» **WHAT NEEDS TO BE DONE**
Only the count is wanted here: how many lines of the entries hold the string "below"?

» **Stored items from a collection**
>>>
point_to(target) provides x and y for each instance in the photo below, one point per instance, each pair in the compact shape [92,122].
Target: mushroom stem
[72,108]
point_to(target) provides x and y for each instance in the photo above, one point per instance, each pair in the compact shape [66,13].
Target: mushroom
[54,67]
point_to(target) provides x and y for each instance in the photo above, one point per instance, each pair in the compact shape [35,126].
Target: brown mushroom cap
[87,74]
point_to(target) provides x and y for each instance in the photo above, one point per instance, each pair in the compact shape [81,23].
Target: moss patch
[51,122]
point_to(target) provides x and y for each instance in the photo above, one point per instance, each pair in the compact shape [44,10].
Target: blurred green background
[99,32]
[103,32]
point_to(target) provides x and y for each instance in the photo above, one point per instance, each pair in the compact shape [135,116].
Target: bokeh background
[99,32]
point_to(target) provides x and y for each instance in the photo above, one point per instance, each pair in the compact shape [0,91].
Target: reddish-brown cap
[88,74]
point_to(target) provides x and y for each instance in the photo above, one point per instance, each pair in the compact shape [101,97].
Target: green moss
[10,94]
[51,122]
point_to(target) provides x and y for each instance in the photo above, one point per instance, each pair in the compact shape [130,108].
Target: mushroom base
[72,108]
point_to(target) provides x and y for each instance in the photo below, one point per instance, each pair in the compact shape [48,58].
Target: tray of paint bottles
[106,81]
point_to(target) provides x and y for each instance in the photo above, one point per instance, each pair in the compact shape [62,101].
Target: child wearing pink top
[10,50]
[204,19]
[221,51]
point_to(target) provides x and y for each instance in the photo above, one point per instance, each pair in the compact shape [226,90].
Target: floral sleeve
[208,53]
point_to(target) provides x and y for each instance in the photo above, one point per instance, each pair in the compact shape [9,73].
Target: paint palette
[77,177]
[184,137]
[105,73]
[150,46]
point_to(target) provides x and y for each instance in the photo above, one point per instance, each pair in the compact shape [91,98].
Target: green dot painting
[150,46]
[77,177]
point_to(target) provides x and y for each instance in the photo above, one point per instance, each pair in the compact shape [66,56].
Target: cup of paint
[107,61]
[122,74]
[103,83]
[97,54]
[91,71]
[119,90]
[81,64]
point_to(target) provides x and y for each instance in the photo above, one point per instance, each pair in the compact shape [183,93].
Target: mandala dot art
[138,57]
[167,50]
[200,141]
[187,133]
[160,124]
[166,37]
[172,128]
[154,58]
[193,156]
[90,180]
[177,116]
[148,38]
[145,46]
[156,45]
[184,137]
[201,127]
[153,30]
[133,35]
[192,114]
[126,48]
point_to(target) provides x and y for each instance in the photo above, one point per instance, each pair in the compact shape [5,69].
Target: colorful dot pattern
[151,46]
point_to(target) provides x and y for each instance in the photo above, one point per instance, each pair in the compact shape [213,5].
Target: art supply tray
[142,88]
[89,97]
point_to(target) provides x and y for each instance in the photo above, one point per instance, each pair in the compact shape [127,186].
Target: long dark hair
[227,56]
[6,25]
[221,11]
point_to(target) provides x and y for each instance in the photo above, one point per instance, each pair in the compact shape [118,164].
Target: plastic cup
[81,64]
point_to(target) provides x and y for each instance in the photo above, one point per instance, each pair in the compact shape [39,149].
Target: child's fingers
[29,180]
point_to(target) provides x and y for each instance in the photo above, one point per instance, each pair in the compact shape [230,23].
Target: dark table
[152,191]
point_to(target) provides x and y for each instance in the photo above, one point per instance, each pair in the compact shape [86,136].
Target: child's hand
<<<
» **RESULT FOR THIS TASK**
2